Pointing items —
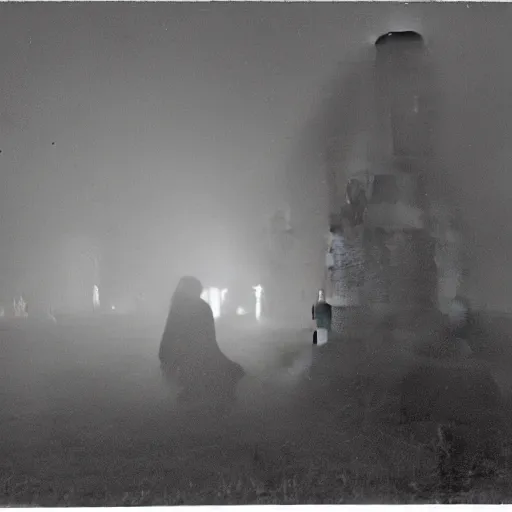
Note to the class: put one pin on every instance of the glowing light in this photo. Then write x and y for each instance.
(95, 297)
(215, 297)
(258, 291)
(215, 301)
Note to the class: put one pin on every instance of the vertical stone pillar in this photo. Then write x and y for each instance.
(401, 268)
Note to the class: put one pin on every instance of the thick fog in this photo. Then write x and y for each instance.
(159, 138)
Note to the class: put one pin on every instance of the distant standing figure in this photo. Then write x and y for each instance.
(189, 353)
(322, 313)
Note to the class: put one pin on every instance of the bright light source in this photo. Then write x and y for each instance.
(215, 300)
(258, 291)
(95, 297)
(215, 297)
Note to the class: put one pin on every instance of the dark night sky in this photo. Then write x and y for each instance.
(173, 123)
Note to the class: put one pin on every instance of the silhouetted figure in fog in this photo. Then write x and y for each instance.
(322, 314)
(189, 353)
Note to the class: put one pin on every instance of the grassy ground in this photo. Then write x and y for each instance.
(86, 420)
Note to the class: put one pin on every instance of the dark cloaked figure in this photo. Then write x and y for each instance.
(189, 354)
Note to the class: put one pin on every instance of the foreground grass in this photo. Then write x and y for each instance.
(112, 444)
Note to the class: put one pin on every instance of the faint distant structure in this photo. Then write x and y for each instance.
(20, 308)
(95, 297)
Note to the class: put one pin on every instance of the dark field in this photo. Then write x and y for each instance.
(86, 420)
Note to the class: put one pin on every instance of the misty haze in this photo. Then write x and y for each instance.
(255, 253)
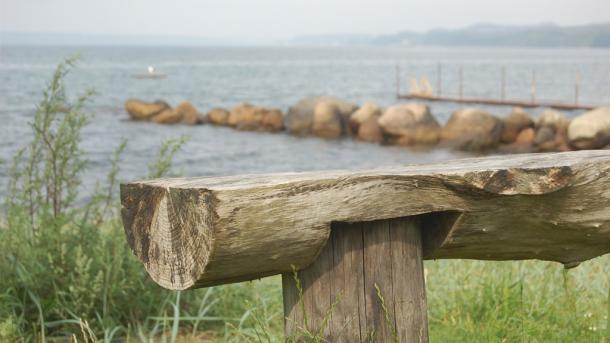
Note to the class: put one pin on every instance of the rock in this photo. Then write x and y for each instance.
(327, 121)
(553, 119)
(516, 122)
(167, 116)
(188, 113)
(590, 130)
(140, 110)
(218, 116)
(364, 113)
(244, 115)
(411, 124)
(248, 117)
(370, 131)
(273, 119)
(544, 134)
(299, 119)
(526, 136)
(472, 129)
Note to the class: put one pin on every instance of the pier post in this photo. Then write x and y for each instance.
(397, 81)
(503, 85)
(577, 88)
(533, 86)
(461, 83)
(439, 80)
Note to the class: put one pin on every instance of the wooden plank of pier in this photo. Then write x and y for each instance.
(499, 102)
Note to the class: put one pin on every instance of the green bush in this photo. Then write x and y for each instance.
(66, 271)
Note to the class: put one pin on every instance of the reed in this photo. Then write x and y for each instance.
(68, 274)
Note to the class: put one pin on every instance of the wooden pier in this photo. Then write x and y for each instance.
(499, 102)
(416, 94)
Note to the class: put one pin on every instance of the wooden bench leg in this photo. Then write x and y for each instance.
(366, 285)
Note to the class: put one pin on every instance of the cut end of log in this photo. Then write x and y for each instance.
(169, 231)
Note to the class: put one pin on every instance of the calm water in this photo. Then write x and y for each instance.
(211, 77)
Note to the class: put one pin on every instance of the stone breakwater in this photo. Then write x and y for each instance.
(410, 124)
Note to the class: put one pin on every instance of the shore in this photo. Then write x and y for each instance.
(406, 124)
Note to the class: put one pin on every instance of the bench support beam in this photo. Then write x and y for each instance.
(367, 284)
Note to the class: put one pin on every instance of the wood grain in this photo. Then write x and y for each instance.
(373, 274)
(196, 232)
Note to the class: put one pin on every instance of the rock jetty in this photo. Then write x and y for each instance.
(410, 124)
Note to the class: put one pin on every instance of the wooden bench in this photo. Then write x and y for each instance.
(358, 238)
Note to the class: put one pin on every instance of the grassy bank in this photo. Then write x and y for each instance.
(66, 271)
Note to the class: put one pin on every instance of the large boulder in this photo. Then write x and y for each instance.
(472, 129)
(526, 137)
(273, 119)
(167, 116)
(244, 115)
(327, 121)
(141, 110)
(552, 131)
(370, 131)
(554, 120)
(410, 124)
(364, 113)
(248, 117)
(517, 121)
(299, 118)
(188, 113)
(218, 116)
(590, 130)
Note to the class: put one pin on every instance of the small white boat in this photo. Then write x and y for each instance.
(150, 74)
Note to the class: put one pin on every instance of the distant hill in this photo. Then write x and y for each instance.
(542, 35)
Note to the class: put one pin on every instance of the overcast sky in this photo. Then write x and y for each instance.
(271, 19)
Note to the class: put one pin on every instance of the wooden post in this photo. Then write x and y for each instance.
(533, 86)
(577, 88)
(461, 83)
(397, 81)
(439, 79)
(367, 284)
(503, 85)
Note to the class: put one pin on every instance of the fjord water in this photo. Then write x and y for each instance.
(278, 77)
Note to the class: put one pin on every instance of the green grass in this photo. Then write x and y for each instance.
(66, 270)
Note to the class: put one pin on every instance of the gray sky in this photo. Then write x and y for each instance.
(271, 19)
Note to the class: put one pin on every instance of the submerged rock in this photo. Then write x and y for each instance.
(188, 113)
(590, 130)
(300, 117)
(248, 117)
(364, 113)
(141, 110)
(218, 116)
(327, 121)
(516, 122)
(370, 131)
(167, 116)
(410, 124)
(552, 131)
(472, 129)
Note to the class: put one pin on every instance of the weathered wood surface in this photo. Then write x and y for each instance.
(195, 232)
(357, 258)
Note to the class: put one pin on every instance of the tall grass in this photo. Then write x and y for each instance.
(66, 272)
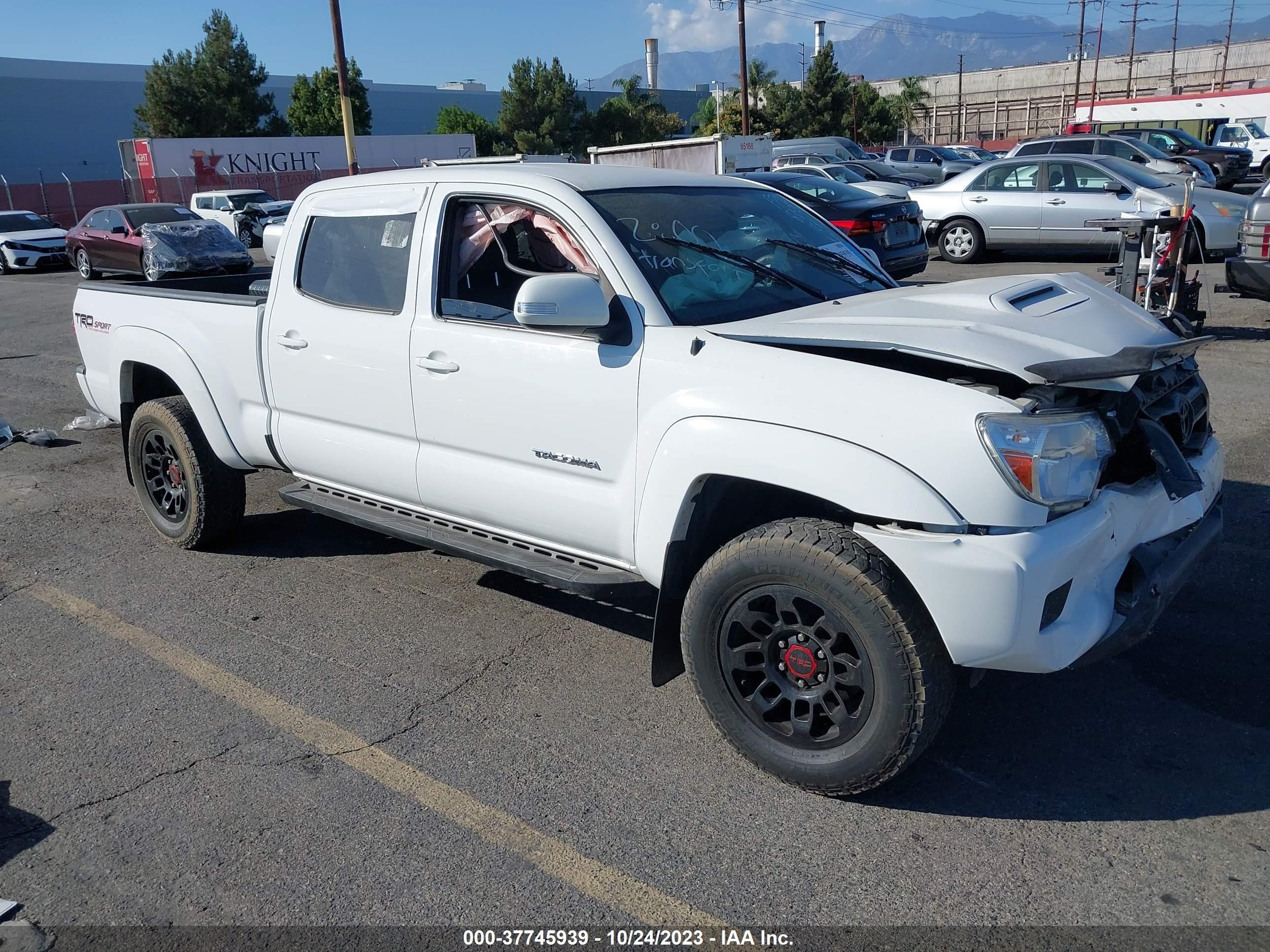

EXERCISE AIM — Report each line of the items above that contains the word "green", copying every such line in full.

EXERCISE ANSWER —
Note to the class: put one pin on every instance of the green bush in this photo. Then write x and y for each instance.
Note to the class: put one pin on every instance of the green grass in this photo. Then write x and y for each instance.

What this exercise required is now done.